*TEXT PASSAGE*
——

I am going to go out on a very short limb here and suggest that this is just how Israel wants things to go with Egypt. Israel wants a reason to go for the Sinai again; they want that land back. There has been new trouble brewing there for the past while, much of it Israeli instigated.
As for the Muslim Brotherhood winning the elections, something most common Egyptians are not too crazy about, the Brotherhood is an American CIA asset with the clandestine task of creating a more disruption in the Middle East. This is one of their tasks in the bringing about this clash of the civilizations wanted by the West. As well, it makes things all the easier for Israel to cry victim should this Sinai war begin to heat up. These are not things most people would read into the departure of an ambassador from Egypt, but this is how I am interpreting things.
By Sheera Frenkel
November
25, 2011
The
surreptitious departure of Israel’s ambassador from Egypt on Tuesday symbolized
to many Israeli officials the new state of affairs between the neighboring
countries.
Yitzhak
Lebanon flew out of Cairo International Airport for the last time, ending his
time in Cairo without a departure ceremony or even a nod of farewell from
Egypt’s foreign ministry. He had hardly been active in Cairo, having fled the
Israeli Embassy there in September when rioters attacked and burned down part
of the building. Since then, he has remained stationed in Israel, flying back
occasionally for diplomatic meetings and to formally close his offices.
But
Israeli officials saw his unheralded departure as a sign of Israeli-Egyptian
relations to come.
“This
is the state of relations now. There is no real diplomacy, just shuttling back
and forth and talks at a bare minimum,” said an official from Israel’s foreign
ministry, who spoke anonymously because he was not authorized to speak on the
issue. “At least we still have relations.”
Perhaps
not for long. Officials said they are quietly preparing for what they called a
“complete break” in diplomatic ties with Egypt. That would mark a dangerous
downturn in Israel’s relations with its neighbors unequalled in the past three
decades.
“Our
peace treaty with Egypt was the backbone of our diplomatic relations with the
Arab world,” said former ambassador Eli Shaked.

——

*COLLECTED MATERIAL*
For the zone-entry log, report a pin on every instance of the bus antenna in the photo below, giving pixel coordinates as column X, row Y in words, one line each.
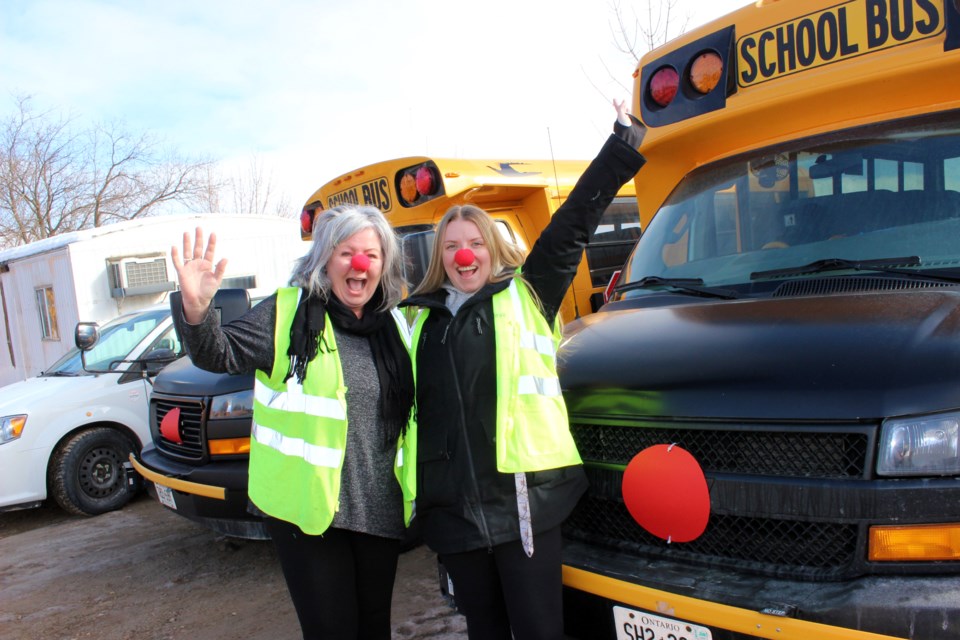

——

*TASKS FOR THIS EXERCISE*
a) Reproduce the stretch of the piece on Israel's ambassador leaving Egypt from "I am going to" through "am interpreting things.", word for word.
b) Sum up the piece on Israel's ambassador leaving Egypt in two sentences.
You won't need the listing for any of this.

*SOLUTIONS BY TASK*
a)
I am going to go out on a very short limb here and suggest that this is just how Israel wants things to go with Egypt. Israel wants a reason to go for the Sinai again; they want that land back. There has been new trouble brewing there for the past while, much of it Israeli instigated.
As for the Muslim Brotherhood winning the elections, something most common Egyptians are not too crazy about, the Brotherhood is an American CIA asset with the clandestine task of creating a more disruption in the Middle East. This is one of their tasks in the bringing about this clash of the civilizations wanted by the West. As well, it makes things all the easier for Israel to cry victim should this Sinai war begin to heat up. These are not things most people would read into the departure of an ambassador from Egypt, but this is how I am interpreting things.

b) The writer suggests that Israel wants trouble with Egypt as a reason to go for the Sinai again, calls the Muslim Brotherhood an American CIA asset, and reads the ambassador's departure in that light. The quoted news report says Israel's ambassador left Cairo without ceremony, which Israeli officials saw as a sign of relations to come, and that officials are quietly preparing for a complete break in diplomatic ties with Egypt.